WHAT THE TASK REQUIRES —
Please copy the stretch of the entries from the start through the line containing "x=257, y=305", including both ends. Leave the pictures out of your answer.

━━━━━ PROVIDED RECORDS ━━━━━

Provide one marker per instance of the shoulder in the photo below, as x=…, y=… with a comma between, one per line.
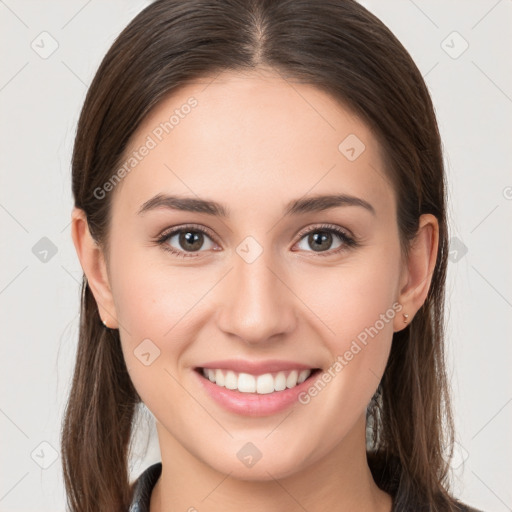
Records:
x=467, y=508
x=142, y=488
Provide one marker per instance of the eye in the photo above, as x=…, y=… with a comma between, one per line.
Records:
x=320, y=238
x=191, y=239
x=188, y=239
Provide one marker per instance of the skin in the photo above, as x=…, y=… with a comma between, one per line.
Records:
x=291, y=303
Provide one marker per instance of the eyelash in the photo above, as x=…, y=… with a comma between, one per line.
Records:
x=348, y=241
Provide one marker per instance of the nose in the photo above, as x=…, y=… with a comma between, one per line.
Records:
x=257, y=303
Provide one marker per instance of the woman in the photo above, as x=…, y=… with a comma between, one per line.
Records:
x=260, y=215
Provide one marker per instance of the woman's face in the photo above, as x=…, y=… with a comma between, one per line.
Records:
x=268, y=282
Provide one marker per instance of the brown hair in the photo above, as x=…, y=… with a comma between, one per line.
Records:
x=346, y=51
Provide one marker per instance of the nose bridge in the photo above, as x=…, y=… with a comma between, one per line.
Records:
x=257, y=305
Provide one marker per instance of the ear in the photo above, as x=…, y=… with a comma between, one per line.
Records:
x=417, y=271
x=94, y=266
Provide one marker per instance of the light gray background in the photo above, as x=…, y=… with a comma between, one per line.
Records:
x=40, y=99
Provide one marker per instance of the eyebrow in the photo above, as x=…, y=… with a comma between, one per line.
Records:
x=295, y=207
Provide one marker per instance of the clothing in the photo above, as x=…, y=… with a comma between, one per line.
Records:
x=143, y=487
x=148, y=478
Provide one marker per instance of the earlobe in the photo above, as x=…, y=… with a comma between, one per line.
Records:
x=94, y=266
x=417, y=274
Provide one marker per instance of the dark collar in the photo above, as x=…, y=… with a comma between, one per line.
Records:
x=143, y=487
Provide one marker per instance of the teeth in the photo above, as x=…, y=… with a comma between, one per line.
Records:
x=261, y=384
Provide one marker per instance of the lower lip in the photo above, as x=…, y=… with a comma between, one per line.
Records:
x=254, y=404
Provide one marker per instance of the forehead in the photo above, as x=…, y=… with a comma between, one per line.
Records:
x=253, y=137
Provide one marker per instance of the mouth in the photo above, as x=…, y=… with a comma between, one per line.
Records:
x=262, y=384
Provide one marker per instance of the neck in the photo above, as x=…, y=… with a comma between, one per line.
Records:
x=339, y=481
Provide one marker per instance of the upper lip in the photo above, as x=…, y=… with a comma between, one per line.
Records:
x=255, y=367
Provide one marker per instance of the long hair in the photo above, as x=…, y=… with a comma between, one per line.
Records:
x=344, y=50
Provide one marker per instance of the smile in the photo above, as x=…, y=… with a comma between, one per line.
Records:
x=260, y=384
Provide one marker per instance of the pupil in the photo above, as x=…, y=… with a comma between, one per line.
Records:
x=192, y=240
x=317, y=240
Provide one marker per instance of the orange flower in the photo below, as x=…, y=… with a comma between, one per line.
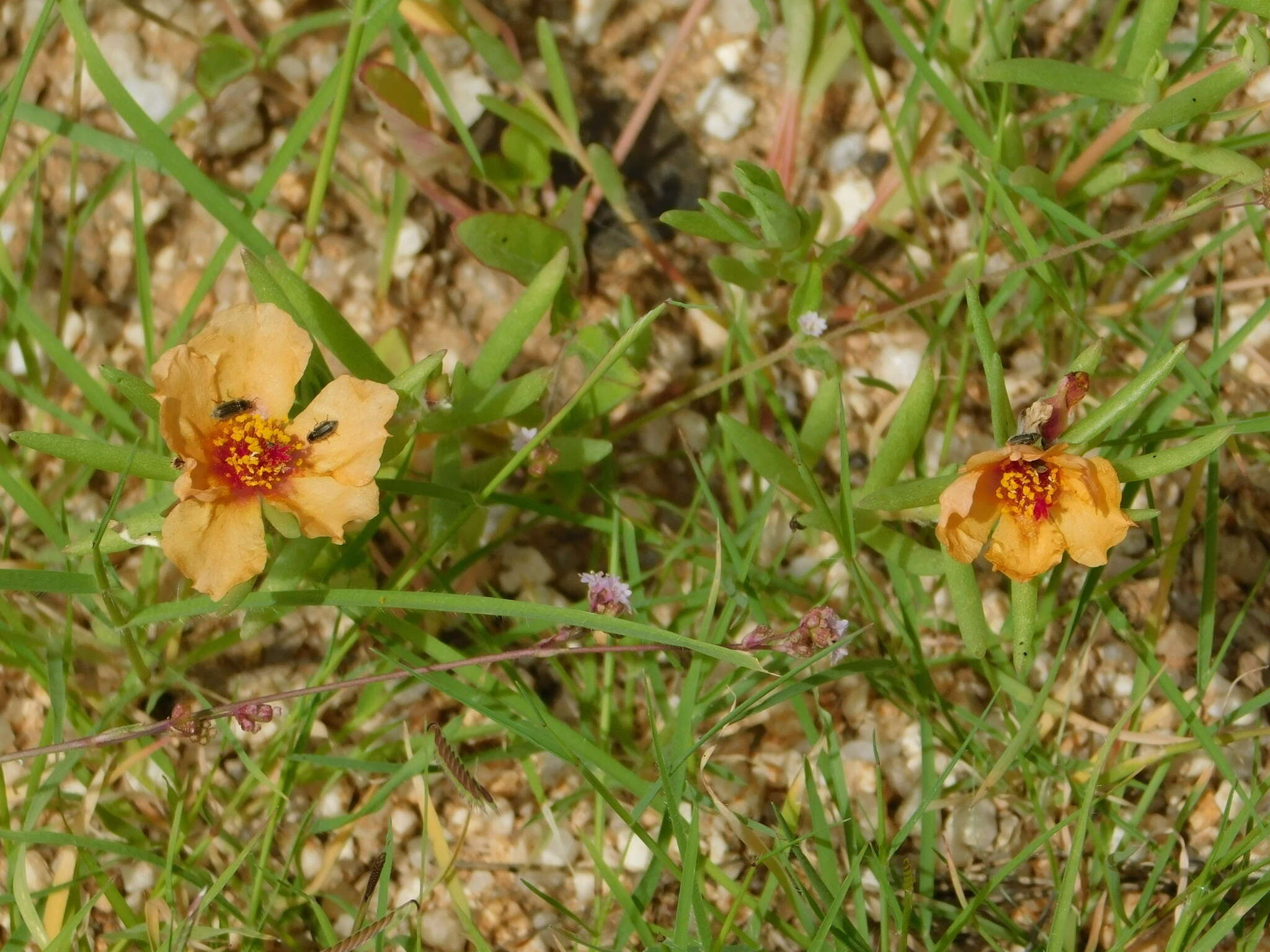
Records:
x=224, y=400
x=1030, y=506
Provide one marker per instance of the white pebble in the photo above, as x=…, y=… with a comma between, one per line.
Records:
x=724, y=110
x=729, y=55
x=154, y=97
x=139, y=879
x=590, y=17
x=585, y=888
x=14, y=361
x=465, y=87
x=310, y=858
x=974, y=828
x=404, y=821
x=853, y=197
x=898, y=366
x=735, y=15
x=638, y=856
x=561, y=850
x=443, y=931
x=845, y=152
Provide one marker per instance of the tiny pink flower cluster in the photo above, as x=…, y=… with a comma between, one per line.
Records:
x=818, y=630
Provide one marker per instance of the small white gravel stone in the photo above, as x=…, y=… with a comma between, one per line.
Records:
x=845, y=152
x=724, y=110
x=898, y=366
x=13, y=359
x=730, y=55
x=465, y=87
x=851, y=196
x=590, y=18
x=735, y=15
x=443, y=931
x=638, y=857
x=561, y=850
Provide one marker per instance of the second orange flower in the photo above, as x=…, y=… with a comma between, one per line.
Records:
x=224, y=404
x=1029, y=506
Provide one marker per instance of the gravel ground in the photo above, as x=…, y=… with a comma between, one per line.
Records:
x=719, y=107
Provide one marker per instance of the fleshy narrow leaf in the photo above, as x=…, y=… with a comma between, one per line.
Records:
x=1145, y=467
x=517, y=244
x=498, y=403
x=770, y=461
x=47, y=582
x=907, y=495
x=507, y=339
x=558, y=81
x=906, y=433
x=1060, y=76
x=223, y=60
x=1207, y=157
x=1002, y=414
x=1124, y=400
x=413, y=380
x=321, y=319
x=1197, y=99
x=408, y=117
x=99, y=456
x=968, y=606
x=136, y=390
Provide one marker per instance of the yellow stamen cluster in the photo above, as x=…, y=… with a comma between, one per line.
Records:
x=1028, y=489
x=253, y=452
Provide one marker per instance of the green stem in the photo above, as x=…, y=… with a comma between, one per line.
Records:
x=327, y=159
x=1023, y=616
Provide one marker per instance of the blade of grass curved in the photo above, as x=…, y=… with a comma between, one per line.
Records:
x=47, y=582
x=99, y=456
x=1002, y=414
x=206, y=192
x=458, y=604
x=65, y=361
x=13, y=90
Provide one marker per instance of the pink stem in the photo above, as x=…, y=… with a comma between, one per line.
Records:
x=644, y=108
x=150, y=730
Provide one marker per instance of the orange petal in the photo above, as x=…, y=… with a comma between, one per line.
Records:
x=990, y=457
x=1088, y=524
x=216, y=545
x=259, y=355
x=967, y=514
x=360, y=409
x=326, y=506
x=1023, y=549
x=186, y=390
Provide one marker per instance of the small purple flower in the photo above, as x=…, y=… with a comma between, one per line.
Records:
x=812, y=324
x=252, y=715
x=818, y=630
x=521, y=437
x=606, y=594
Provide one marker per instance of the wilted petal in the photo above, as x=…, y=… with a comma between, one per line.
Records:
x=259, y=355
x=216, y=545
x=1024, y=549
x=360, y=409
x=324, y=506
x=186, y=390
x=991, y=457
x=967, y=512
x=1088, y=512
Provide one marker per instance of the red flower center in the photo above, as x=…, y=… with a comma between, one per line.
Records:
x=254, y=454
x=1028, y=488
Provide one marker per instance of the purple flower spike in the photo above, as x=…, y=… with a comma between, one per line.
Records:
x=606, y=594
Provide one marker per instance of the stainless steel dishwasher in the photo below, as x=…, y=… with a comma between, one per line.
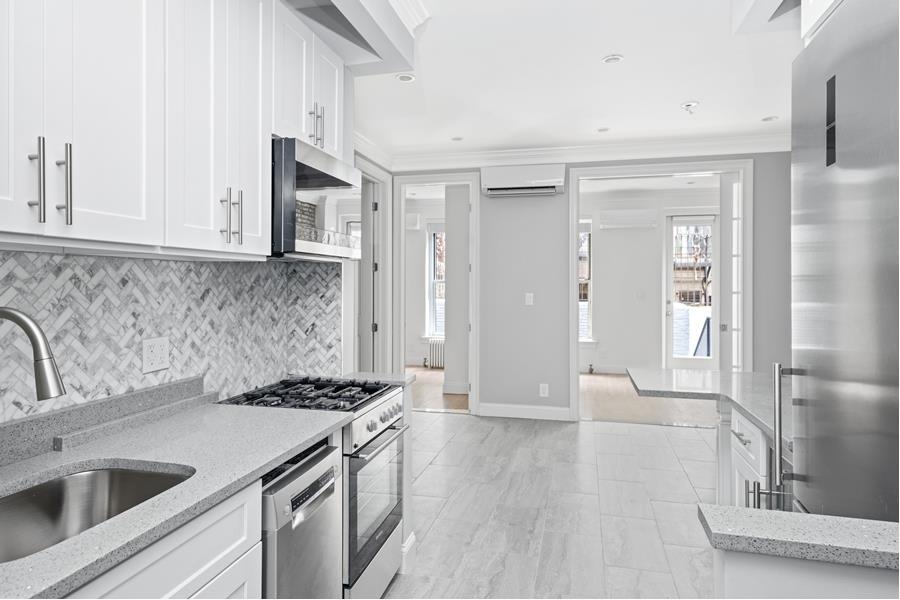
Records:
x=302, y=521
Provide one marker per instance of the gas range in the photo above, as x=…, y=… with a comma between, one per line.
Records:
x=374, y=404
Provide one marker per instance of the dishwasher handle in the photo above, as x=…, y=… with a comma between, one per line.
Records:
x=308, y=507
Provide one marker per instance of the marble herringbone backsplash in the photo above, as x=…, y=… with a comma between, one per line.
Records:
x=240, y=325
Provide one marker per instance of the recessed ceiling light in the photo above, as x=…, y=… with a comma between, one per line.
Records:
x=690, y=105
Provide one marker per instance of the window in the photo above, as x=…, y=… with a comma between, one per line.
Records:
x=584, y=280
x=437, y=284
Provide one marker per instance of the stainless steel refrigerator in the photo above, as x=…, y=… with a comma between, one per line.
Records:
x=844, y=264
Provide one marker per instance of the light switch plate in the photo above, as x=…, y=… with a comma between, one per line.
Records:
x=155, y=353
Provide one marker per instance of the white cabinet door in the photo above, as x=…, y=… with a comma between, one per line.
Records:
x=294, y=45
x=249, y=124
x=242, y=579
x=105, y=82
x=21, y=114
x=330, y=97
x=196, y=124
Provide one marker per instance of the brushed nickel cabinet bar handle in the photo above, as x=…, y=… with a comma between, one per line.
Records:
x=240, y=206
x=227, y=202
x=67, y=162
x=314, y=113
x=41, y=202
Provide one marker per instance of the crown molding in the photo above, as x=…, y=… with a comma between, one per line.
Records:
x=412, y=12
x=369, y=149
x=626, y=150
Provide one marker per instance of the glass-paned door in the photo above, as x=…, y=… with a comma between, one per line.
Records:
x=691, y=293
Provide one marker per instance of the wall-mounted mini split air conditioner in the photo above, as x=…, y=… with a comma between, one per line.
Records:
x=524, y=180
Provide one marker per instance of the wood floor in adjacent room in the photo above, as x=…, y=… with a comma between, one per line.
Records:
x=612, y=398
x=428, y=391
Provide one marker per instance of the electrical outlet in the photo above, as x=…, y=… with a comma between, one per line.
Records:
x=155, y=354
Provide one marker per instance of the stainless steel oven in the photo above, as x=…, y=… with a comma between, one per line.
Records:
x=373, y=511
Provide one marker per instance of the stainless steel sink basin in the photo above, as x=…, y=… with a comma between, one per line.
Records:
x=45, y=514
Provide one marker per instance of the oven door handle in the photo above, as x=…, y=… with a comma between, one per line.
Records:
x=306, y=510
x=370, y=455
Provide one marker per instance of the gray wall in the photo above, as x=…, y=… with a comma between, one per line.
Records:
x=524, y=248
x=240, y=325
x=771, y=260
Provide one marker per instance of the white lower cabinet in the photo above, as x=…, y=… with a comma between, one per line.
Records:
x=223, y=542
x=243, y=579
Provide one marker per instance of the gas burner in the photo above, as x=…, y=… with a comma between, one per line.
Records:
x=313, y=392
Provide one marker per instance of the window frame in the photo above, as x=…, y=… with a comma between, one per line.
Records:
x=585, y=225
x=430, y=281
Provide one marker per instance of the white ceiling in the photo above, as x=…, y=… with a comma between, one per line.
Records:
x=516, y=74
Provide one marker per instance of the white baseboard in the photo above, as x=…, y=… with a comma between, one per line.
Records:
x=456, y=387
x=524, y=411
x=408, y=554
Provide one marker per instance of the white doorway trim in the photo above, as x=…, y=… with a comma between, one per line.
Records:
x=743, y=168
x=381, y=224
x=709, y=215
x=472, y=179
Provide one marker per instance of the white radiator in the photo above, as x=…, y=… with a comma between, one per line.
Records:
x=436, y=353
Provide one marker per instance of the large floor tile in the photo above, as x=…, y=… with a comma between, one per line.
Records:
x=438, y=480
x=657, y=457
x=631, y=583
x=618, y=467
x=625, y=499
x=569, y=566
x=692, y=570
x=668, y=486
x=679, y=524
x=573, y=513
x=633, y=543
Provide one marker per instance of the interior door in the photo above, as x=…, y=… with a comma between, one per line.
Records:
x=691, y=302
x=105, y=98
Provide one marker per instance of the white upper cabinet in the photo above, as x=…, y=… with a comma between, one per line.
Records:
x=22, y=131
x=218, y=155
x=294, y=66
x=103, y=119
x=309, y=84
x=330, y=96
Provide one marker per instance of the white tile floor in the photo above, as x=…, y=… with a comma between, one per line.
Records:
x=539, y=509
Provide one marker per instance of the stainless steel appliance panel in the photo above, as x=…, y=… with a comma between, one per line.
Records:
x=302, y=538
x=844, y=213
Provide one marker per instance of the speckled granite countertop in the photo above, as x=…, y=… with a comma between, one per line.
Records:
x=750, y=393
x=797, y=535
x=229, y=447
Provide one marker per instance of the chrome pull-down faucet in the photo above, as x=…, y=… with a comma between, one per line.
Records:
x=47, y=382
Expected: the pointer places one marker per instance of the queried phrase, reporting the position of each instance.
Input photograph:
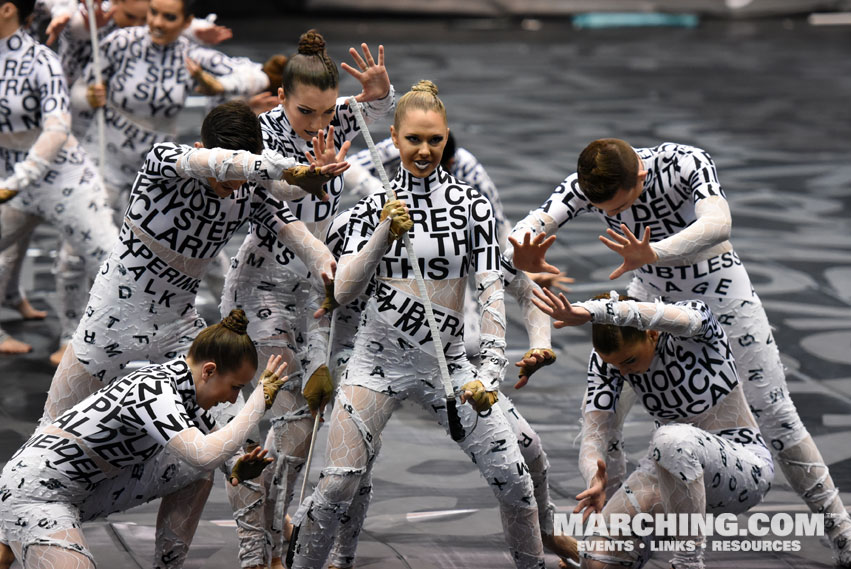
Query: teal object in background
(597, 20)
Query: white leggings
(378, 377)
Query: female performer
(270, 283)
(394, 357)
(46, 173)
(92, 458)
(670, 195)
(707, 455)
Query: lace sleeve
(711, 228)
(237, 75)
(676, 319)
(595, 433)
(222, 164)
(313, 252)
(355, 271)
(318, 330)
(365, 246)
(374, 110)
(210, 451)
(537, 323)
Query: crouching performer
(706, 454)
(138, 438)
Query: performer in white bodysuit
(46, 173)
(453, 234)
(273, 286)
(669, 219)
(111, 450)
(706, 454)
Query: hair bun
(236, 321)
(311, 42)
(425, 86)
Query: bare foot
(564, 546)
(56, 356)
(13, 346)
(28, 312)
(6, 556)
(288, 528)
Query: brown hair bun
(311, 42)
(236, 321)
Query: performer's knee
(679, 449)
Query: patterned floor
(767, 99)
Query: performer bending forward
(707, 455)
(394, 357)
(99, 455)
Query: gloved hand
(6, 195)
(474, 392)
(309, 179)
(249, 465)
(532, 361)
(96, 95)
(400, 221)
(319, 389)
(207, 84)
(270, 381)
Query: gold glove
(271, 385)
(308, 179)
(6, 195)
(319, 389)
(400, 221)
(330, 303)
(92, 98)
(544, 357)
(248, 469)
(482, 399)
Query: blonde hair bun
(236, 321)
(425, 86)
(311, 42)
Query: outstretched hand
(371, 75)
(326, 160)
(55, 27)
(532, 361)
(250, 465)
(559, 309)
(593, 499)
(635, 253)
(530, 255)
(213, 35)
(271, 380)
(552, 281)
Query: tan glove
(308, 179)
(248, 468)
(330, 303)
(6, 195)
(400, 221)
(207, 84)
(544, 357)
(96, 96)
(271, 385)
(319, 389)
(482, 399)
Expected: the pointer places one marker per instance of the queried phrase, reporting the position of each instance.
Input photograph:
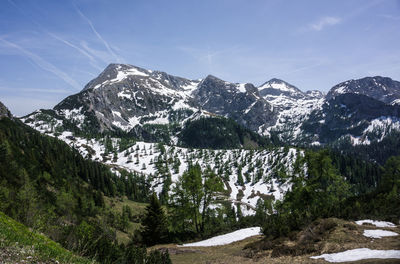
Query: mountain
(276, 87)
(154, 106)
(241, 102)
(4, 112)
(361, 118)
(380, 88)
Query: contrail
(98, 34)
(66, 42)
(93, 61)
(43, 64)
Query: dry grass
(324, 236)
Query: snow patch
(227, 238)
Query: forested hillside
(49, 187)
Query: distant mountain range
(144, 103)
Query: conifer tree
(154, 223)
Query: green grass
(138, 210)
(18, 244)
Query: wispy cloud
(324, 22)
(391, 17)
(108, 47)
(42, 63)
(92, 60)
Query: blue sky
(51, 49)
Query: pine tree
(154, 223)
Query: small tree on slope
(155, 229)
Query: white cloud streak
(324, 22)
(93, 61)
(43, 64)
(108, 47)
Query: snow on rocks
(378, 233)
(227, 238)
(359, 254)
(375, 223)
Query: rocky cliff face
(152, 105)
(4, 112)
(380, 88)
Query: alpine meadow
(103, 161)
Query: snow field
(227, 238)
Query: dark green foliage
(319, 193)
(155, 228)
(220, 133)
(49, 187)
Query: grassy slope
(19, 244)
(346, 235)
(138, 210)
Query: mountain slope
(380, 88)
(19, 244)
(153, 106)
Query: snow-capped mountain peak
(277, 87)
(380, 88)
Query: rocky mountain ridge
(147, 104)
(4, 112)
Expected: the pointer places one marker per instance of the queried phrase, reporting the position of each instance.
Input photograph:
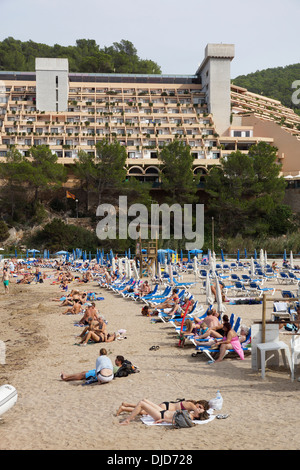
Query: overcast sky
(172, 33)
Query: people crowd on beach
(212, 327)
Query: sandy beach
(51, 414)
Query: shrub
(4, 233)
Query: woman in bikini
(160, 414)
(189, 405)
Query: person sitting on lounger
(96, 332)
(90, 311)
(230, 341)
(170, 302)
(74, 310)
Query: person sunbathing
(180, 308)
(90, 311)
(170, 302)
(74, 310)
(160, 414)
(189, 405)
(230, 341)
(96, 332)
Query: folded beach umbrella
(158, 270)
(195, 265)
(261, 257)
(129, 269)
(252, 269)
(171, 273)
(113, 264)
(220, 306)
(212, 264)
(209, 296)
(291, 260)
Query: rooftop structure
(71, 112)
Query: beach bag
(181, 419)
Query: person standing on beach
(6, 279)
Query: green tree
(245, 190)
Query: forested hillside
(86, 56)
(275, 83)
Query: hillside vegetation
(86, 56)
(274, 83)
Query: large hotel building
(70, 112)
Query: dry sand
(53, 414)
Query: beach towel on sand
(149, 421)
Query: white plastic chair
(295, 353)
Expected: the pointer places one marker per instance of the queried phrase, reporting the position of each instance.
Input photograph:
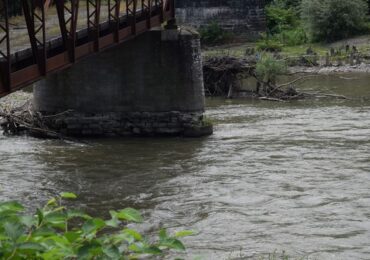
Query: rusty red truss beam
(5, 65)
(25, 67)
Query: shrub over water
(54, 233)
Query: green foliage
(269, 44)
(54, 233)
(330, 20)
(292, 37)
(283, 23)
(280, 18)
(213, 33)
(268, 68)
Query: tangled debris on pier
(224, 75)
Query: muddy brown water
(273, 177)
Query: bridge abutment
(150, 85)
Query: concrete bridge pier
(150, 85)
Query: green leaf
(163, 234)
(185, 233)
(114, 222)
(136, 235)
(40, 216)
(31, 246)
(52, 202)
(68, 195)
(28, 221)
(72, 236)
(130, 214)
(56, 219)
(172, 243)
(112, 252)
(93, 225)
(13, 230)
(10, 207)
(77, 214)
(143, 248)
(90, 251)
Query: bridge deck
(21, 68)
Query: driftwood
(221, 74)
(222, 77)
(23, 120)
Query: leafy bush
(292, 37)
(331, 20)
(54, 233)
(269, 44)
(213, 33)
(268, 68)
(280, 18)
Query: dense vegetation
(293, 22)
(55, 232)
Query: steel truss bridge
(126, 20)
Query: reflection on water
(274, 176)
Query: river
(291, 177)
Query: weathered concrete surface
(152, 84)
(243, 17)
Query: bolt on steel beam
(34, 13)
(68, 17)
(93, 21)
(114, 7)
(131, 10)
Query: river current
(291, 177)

━━━━━

CORRECT RESULT —
Provide one marker per instance of the shoulder in the photo below, as x=…, y=… with a comma between, one per line.
Records:
x=467, y=508
x=142, y=488
Provide one marker per instance of the eye in the photo above, as x=…, y=… with a comma between, one per line.
Records:
x=320, y=238
x=191, y=239
x=188, y=239
Provide one marker per instance of the skin in the photo above, as x=…, y=… with a comma between, one per line.
Records:
x=291, y=303
Provide one marker per instance of the eyelash in the photo above, as x=…, y=… with a comma between, one per line.
Records:
x=348, y=241
Provide one marker per instance of the nose in the photo above, as x=…, y=… with a comma between, one per line.
Records:
x=257, y=303
Provide one marker per instance of the woman in the photo above, as x=…, y=… with a comma between, one per line.
Records:
x=260, y=215
Provide one marker per instance of the woman's face in the photo above, as x=…, y=… with a comma between, one per line.
Records:
x=268, y=282
Provide one marker per instance of the brown hair in the photo above, as x=…, y=… with a comma between, one per line.
Records:
x=346, y=51
Provide one marker per instance of the nose bridge in the photo above, as x=…, y=… with a comma between, one per line.
Records:
x=257, y=305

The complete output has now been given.